### PROVIDED MATERIAL
*** Block opens ***
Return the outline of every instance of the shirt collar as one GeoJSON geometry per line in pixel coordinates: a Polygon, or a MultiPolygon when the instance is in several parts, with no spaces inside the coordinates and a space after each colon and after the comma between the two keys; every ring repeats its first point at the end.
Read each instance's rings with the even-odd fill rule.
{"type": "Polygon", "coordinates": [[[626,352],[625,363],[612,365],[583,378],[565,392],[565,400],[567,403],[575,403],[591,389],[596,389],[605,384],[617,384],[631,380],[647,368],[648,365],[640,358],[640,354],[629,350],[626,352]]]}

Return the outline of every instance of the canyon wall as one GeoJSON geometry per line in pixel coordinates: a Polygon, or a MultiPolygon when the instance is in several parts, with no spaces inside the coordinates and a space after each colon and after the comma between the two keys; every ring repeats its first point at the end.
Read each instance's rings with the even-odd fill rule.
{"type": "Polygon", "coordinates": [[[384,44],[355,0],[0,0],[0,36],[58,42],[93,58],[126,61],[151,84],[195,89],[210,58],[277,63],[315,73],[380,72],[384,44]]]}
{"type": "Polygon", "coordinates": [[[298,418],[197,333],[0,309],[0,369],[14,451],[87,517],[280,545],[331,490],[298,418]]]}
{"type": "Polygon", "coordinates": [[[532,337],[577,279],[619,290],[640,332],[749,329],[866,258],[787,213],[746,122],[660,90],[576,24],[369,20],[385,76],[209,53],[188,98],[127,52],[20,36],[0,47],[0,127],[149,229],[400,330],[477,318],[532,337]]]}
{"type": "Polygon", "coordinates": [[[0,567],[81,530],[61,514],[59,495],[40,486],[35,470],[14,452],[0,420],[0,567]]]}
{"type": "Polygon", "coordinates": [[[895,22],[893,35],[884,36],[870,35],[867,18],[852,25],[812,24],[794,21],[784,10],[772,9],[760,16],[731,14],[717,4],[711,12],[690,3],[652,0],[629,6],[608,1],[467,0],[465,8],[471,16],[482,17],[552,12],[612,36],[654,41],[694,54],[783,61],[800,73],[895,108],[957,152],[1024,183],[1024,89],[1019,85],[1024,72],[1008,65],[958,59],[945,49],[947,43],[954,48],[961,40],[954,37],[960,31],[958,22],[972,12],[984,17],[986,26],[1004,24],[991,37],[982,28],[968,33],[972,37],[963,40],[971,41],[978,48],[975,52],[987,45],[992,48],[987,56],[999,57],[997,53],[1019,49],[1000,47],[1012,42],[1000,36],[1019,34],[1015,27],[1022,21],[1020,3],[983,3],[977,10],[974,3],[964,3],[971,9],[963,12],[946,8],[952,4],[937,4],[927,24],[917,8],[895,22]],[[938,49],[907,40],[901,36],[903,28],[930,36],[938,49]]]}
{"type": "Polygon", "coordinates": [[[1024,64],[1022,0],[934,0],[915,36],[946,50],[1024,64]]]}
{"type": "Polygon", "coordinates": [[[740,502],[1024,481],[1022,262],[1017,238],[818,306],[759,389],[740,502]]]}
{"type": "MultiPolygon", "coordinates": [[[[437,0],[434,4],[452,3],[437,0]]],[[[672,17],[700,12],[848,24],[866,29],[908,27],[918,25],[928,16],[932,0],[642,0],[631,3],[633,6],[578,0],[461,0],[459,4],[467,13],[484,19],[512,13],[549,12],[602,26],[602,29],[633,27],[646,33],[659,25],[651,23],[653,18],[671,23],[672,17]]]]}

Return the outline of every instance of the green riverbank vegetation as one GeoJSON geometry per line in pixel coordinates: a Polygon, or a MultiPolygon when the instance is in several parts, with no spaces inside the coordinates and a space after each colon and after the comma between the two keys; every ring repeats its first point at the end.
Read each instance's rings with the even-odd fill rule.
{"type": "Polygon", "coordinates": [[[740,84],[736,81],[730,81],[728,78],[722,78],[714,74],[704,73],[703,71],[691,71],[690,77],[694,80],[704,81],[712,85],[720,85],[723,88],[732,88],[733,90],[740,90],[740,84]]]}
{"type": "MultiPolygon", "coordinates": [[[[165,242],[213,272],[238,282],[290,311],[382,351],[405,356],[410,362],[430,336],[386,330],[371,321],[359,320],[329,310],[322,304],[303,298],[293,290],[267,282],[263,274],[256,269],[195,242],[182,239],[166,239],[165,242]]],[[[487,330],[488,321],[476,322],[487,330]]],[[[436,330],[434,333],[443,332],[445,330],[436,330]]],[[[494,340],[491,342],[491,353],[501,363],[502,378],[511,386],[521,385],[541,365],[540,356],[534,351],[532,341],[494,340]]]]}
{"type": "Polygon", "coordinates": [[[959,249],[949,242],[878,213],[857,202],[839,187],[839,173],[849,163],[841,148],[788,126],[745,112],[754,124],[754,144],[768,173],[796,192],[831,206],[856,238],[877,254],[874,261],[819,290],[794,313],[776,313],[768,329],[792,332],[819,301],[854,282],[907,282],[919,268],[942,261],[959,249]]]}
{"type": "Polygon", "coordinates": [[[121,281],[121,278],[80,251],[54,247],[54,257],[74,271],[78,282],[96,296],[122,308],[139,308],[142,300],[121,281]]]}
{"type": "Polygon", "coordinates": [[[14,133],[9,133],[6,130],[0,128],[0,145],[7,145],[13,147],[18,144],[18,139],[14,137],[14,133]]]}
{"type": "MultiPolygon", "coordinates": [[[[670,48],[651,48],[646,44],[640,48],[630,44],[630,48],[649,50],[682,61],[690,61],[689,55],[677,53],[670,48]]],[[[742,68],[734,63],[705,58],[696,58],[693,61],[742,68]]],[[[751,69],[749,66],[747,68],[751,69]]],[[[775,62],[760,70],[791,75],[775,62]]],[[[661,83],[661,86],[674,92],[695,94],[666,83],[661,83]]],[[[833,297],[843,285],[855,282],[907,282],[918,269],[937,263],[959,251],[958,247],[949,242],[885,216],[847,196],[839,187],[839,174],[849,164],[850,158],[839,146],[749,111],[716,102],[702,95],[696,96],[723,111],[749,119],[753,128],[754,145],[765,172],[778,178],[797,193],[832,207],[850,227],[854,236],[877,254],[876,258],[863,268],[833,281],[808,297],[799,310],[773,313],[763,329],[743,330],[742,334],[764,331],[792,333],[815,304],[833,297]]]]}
*** Block closes ***
### WHAT TO PRODUCE
Please write out the records from above, keeping every line exact.

### SOLUTION
Return the outline of every instance of the shirt collar as one GeoJSON geometry per line in pixel coordinates: a Polygon, or a MultiPolygon when the instance is in several parts, with no spaces inside the coordinates and a space after each colon and after the comma between the two keys; every ring repeats its first point at the end.
Read each instance's rings with the even-odd fill rule.
{"type": "Polygon", "coordinates": [[[626,352],[625,363],[612,365],[583,378],[565,392],[565,400],[567,403],[575,403],[591,389],[596,389],[605,384],[617,384],[631,380],[647,368],[648,365],[640,358],[640,354],[629,350],[626,352]]]}

Return the outline of every instance of the canyon wall as one GeoJSON geometry per line in pixel coordinates: a Polygon, or a MultiPolygon when the instance is in several parts, with no spaces inside the coordinates and a space after each colon and after the comma between the two keys; every ring repeats its first point at the end.
Read each instance's rings with the even-odd fill rule.
{"type": "Polygon", "coordinates": [[[384,44],[355,0],[0,0],[0,36],[58,42],[93,58],[126,61],[151,84],[195,89],[210,58],[277,63],[315,73],[380,72],[384,44]]]}
{"type": "Polygon", "coordinates": [[[298,418],[197,333],[0,309],[0,369],[14,451],[87,517],[280,545],[331,490],[298,418]]]}
{"type": "Polygon", "coordinates": [[[532,337],[577,279],[619,290],[640,332],[749,329],[866,258],[787,213],[746,122],[660,90],[576,24],[369,20],[385,76],[209,53],[188,98],[127,52],[20,36],[0,47],[0,127],[149,229],[400,330],[477,318],[532,337]]]}
{"type": "Polygon", "coordinates": [[[0,567],[81,530],[61,514],[59,495],[40,486],[35,470],[14,452],[0,420],[0,567]]]}
{"type": "Polygon", "coordinates": [[[895,22],[893,35],[884,36],[870,35],[867,18],[852,25],[812,24],[794,21],[784,10],[772,9],[760,16],[731,14],[717,4],[711,12],[690,3],[652,0],[629,6],[608,1],[467,0],[465,8],[471,16],[482,17],[552,12],[612,36],[654,41],[694,54],[783,61],[800,73],[895,108],[957,152],[1024,183],[1024,89],[1019,85],[1024,72],[1008,65],[958,59],[945,49],[947,43],[954,48],[961,40],[954,37],[960,31],[958,22],[972,12],[984,17],[986,26],[1004,24],[991,37],[982,28],[968,33],[972,37],[963,40],[971,41],[978,48],[975,52],[987,45],[992,48],[987,56],[999,57],[997,53],[1019,49],[1000,47],[1012,42],[1000,36],[1019,34],[1015,27],[1022,21],[1020,3],[983,3],[977,10],[974,3],[964,3],[971,9],[963,12],[946,8],[952,4],[937,4],[927,24],[917,8],[895,22]],[[938,49],[907,40],[901,36],[903,28],[930,36],[938,49]]]}
{"type": "Polygon", "coordinates": [[[1024,64],[1022,0],[934,0],[915,36],[946,50],[1024,64]]]}
{"type": "Polygon", "coordinates": [[[740,502],[1024,481],[1022,262],[1017,238],[818,306],[759,389],[740,502]]]}
{"type": "MultiPolygon", "coordinates": [[[[437,0],[434,4],[452,3],[437,0]]],[[[672,17],[700,12],[848,24],[866,29],[908,27],[918,25],[928,16],[932,0],[642,0],[631,3],[633,6],[578,0],[461,0],[459,4],[467,13],[484,19],[512,13],[549,12],[602,26],[602,29],[633,27],[646,33],[659,25],[651,23],[653,18],[671,23],[672,17]]]]}

Return the outline of every instance of the green riverbank vegetation as one GeoJSON geometry per line in pixel coordinates: a Polygon, or a MultiPolygon when the instance is in several parts, with no spaces inside the coordinates and a space after each colon and after the comma between the two keys; every ring repeats its first point at the end.
Read each instance's rings with the even-odd fill rule.
{"type": "Polygon", "coordinates": [[[740,84],[736,81],[730,81],[728,78],[722,78],[714,74],[704,73],[703,71],[691,71],[690,77],[694,80],[704,81],[712,85],[720,85],[723,88],[732,88],[733,90],[740,90],[740,84]]]}
{"type": "MultiPolygon", "coordinates": [[[[165,242],[213,272],[238,282],[290,311],[382,351],[405,356],[410,362],[430,336],[386,330],[371,321],[359,320],[329,310],[322,304],[303,298],[293,290],[267,282],[263,274],[256,269],[195,242],[182,239],[166,239],[165,242]]],[[[487,330],[488,321],[476,322],[487,330]]],[[[436,330],[434,333],[443,332],[445,330],[436,330]]],[[[494,340],[491,342],[491,353],[501,363],[502,378],[511,386],[521,385],[541,365],[540,356],[534,351],[532,341],[494,340]]]]}
{"type": "Polygon", "coordinates": [[[959,249],[949,242],[878,213],[857,202],[839,187],[839,173],[849,163],[841,148],[788,126],[745,112],[754,124],[754,144],[768,173],[796,192],[831,206],[856,238],[877,254],[874,261],[819,290],[794,313],[776,313],[768,329],[792,332],[819,301],[854,282],[907,282],[919,268],[942,261],[959,249]]]}
{"type": "Polygon", "coordinates": [[[121,281],[121,278],[80,251],[54,247],[54,257],[74,271],[78,282],[96,296],[122,308],[139,308],[142,300],[121,281]]]}
{"type": "Polygon", "coordinates": [[[14,133],[9,133],[6,130],[0,128],[0,145],[7,145],[13,147],[18,144],[18,139],[14,137],[14,133]]]}
{"type": "MultiPolygon", "coordinates": [[[[670,48],[651,48],[646,44],[640,48],[630,44],[630,48],[649,50],[682,61],[690,61],[689,55],[677,53],[670,48]]],[[[742,68],[734,63],[705,58],[696,58],[693,61],[742,68]]],[[[751,69],[749,66],[747,68],[751,69]]],[[[775,62],[760,70],[791,75],[775,62]]],[[[661,83],[661,86],[674,92],[695,94],[666,83],[661,83]]],[[[833,297],[843,285],[855,282],[907,282],[918,269],[937,263],[959,251],[958,247],[949,242],[885,216],[847,196],[839,187],[839,174],[849,164],[850,158],[839,146],[749,111],[716,102],[702,95],[696,96],[723,111],[749,119],[753,128],[754,145],[765,172],[778,178],[797,193],[832,207],[850,227],[854,236],[877,254],[876,258],[863,268],[833,281],[808,297],[799,310],[773,313],[763,329],[743,330],[742,334],[764,331],[792,333],[815,304],[833,297]]]]}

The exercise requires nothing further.